# Source text:
But like I said, seeing a pic of him not cropped in and zoomed may totally “change the picture.”

Get me some more pics.


----------



## cherper (May 8, 2009)

okay will do. I already asked for some of him and leila's mama too. ;-)


----------



## TLI (Sep 3, 2008)

Here's a little 5.5 lb. boy. This pic was cropped.


----------



## YoQuiero (Apr 17, 2010)

Wow that 5.5lb boy looks small!


----------



## TLI (Sep 3, 2008)

This is Chance, 5 lbs., cropped in pic. Different angle than your pup. You can see Chance's full length here. Whereas your pup is at an angle. Makes a little difference when trying to judge size. At the angle your pup is at, it can make them appear somewhat shorter in length. Anyway, post the pics when you get them, and I'll do my best to help.


----------



## TLI (Sep 3, 2008)

YoQuiero said:


> Wow that 5.5lb boy looks small!


He looks just like a 5.5 lb. pup should. :wink:


----------



## YoQuiero (Apr 17, 2010)

Chance looks beefy, nice and muscular. I can see how he would be a nice 5 pounder! That other one though does look small to me.


----------



## cprcheetah (May 4, 2009)

# Recorded data:
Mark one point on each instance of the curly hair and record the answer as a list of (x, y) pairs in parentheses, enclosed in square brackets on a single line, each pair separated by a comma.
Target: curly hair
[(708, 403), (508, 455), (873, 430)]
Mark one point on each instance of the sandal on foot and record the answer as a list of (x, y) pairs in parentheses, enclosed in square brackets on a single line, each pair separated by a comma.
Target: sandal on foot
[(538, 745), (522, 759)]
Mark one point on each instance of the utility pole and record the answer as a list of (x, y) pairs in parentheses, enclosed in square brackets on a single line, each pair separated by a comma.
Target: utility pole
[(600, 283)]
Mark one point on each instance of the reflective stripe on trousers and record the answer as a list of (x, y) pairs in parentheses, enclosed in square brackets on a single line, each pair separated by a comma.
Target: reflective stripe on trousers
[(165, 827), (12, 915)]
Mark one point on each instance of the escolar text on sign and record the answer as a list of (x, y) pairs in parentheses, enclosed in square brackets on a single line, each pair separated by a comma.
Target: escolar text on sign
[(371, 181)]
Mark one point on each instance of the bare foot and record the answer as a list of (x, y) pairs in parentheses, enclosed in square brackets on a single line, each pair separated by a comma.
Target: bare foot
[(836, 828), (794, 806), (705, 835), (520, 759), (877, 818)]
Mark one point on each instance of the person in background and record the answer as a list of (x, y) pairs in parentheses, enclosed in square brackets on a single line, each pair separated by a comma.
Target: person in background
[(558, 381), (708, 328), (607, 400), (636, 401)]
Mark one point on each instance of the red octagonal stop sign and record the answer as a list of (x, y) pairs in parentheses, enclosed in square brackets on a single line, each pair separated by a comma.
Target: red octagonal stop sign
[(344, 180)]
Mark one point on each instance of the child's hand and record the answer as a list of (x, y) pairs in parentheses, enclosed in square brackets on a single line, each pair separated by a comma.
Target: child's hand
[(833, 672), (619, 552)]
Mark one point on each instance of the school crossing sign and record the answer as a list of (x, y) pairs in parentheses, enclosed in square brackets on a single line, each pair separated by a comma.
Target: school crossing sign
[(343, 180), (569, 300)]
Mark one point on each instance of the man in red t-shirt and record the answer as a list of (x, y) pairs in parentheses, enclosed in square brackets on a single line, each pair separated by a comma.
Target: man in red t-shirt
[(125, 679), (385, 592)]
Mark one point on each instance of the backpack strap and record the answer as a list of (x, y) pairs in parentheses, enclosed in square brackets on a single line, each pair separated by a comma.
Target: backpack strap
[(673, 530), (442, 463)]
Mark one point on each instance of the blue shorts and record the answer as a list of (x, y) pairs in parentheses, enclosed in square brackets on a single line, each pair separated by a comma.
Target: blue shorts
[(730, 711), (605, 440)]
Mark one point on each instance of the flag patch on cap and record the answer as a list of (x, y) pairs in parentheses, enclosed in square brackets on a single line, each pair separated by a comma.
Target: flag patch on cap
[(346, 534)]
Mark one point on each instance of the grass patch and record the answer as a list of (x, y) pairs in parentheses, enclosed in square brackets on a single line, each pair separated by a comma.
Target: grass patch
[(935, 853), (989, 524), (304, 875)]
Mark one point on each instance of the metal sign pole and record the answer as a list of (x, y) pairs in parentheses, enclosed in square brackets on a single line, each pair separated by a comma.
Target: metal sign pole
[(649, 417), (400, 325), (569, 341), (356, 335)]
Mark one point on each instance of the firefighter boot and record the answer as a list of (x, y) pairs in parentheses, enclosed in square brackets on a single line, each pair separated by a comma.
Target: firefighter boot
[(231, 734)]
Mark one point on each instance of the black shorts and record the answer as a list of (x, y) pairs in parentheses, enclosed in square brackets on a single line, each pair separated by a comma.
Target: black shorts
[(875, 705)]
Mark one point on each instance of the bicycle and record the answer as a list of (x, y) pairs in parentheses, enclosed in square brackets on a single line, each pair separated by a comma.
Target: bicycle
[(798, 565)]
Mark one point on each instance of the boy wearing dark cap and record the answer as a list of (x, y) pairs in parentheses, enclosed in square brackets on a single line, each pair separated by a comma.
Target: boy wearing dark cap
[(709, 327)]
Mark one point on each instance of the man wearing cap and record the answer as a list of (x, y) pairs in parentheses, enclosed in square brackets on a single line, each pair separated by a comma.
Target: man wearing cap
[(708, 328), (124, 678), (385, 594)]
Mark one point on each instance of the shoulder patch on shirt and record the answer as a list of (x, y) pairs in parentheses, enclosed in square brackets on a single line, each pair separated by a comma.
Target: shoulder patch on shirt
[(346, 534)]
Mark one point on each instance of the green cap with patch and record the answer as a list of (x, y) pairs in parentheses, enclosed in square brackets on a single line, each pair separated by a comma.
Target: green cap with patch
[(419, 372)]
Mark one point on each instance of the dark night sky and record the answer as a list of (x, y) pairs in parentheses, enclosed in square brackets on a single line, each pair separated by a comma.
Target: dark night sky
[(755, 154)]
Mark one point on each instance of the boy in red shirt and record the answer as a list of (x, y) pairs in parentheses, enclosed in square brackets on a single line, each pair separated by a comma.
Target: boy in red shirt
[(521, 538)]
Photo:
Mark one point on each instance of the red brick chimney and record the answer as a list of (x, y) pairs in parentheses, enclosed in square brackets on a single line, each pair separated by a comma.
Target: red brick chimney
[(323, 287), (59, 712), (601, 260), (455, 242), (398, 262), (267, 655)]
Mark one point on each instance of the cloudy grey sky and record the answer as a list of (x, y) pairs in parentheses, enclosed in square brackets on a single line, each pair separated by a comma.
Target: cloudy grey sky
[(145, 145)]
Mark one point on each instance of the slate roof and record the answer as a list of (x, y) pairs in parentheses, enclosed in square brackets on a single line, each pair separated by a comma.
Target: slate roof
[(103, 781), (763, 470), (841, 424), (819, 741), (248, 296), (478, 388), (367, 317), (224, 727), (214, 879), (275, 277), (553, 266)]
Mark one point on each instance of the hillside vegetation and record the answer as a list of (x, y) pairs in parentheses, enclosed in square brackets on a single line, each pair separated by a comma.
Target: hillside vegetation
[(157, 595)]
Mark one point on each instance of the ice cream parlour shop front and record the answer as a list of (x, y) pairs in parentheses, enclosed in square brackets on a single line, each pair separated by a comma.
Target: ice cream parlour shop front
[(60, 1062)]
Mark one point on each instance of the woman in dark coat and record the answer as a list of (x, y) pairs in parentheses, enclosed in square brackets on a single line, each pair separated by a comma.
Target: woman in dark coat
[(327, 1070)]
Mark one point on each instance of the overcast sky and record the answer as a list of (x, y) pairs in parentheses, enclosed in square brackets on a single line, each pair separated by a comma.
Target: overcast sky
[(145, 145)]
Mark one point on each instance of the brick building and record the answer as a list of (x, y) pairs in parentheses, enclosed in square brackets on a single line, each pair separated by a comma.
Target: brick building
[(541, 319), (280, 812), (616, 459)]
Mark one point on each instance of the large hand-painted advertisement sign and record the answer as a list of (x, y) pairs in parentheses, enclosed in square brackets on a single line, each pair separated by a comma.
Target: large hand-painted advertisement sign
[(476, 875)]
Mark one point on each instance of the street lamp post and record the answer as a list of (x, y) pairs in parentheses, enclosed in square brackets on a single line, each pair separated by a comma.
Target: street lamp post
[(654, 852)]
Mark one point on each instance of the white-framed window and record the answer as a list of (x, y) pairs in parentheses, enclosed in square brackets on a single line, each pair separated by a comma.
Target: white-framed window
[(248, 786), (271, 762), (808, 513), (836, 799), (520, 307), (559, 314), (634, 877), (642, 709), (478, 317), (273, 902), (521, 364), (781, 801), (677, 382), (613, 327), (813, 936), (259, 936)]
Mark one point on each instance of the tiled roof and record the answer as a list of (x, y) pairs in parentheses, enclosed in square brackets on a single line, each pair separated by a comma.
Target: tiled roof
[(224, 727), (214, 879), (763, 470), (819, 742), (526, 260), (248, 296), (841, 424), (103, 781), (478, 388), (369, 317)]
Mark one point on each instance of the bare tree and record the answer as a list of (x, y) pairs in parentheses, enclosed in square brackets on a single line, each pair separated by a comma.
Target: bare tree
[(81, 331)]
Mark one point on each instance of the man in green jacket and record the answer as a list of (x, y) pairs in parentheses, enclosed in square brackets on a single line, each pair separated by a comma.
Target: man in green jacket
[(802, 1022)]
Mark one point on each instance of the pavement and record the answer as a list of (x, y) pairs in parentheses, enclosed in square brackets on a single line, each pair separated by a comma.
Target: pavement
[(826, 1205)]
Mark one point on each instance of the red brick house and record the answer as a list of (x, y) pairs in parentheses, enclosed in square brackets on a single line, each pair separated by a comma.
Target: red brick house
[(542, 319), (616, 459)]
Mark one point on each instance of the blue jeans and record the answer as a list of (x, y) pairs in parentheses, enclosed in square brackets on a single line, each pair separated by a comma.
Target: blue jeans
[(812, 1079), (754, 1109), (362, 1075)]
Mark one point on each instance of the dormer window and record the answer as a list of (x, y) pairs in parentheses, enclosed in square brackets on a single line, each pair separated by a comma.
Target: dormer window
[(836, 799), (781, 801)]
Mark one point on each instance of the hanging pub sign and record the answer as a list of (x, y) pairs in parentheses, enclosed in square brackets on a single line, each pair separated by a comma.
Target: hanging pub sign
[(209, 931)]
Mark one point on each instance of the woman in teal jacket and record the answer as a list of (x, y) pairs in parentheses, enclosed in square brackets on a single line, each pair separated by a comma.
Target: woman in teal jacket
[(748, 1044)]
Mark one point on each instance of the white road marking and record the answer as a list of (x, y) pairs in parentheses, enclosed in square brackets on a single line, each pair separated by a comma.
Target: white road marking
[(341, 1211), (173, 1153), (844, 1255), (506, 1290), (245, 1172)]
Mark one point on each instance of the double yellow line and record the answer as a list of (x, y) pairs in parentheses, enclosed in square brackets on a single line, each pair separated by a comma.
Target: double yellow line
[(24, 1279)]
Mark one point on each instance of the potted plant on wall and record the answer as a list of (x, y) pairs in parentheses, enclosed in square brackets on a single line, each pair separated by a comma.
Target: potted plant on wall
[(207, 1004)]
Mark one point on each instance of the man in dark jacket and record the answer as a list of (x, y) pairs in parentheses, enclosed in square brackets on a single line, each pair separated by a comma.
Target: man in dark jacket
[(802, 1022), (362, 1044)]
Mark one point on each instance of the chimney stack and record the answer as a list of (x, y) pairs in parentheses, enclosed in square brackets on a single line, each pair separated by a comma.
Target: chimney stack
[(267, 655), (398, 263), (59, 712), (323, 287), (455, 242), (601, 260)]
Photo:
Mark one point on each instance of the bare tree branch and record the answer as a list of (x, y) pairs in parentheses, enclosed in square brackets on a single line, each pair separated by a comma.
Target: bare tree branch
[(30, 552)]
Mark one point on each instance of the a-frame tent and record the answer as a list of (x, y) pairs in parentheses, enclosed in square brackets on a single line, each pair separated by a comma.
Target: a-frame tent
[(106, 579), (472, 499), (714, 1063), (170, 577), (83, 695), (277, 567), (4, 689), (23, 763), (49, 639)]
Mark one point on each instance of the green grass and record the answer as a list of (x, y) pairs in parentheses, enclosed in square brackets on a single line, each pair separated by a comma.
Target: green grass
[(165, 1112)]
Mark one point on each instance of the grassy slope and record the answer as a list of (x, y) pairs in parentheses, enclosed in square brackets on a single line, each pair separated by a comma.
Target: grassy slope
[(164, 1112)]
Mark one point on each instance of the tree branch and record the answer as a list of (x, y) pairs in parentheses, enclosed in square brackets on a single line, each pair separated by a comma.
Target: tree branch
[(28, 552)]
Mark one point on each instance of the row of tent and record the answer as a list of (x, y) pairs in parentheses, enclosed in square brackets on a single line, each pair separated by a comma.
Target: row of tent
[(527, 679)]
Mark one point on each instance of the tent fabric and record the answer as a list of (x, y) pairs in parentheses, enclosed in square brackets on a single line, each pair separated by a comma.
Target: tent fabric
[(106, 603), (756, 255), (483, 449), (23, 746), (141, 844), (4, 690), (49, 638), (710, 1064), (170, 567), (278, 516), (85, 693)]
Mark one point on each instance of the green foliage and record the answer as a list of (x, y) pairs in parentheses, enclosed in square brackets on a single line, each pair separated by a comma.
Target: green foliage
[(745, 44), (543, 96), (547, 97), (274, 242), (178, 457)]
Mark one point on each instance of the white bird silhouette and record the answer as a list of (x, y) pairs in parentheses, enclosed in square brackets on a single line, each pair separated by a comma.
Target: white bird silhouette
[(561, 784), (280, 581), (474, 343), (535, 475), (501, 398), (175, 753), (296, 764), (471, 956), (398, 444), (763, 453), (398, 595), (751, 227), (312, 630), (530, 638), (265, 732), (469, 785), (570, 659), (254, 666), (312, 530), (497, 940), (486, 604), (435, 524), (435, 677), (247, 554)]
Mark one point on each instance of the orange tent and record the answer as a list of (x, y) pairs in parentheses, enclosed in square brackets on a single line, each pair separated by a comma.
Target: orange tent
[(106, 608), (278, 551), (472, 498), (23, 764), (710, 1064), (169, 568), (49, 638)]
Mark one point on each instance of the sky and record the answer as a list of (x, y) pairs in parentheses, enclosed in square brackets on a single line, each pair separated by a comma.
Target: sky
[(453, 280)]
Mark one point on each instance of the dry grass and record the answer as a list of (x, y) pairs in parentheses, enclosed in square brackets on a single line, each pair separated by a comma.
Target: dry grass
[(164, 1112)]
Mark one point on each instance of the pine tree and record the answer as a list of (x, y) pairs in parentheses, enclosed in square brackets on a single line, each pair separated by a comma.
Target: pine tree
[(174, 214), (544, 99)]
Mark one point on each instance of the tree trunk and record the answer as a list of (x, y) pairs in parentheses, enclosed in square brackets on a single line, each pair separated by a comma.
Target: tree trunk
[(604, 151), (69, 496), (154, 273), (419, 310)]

# Problem to solve:
Please write what comes next in the forum thread about judging a puppy's size from photos, picking up right after its last line. The rows are separate material and have no connection to the thread.

# Answer below:
Very handsome boy, tough decision.....would be cool to have Leila's mama too...or a puppy....or the boy....Heck just get all 3 LMAO....I'm no help am I?


----------



## TLI (Sep 3, 2008)

YoQuiero said:


> Chance looks beefy, nice and muscular. I can see how he would be a nice 5 pounder! That other one though does look small to me.


Depends on what angle you are looking at them from. :wink:


----------



## TLI (Sep 3, 2008)

Anyway Cheryl, do you see what I mean about different angles, cropping, etc.? It just really makes it hard to say.

Same pic, cropped differently. Taken same day, same photo session as the others.


----------



## Brodysmom (Jan 8, 2009)

When trying to gauge size, I think it helps to have a person in the picture. Or something like a coke can so you can approximate size. As T showed, cropping pictures totally changes the perception of size.

Brody is 5 pounds. Here he is with Courtney. With a ball in his mouth, of course. ha.


----------



## TLI (Sep 3, 2008)

Yep. You can make them look all ranges of sizes by cropping, etc. But as Tracy mentioned, having someone hold them really gives you the best idea of their size. Other than that, it's a guessing game. If I can see a regular ole' pic (if you know what to look for, you can usually tell if they are cropped) I can give you an approx. guess.


----------



## MakNLFi (Jun 8, 2010)

Hmmmm, if he is selling both this little guy and Leila's mom for such a good price then I say get both! hehehehehe This little guy no matter is size is adorable - I seriously doubt that I could say no if I were you.


----------



## TLI (Sep 3, 2008)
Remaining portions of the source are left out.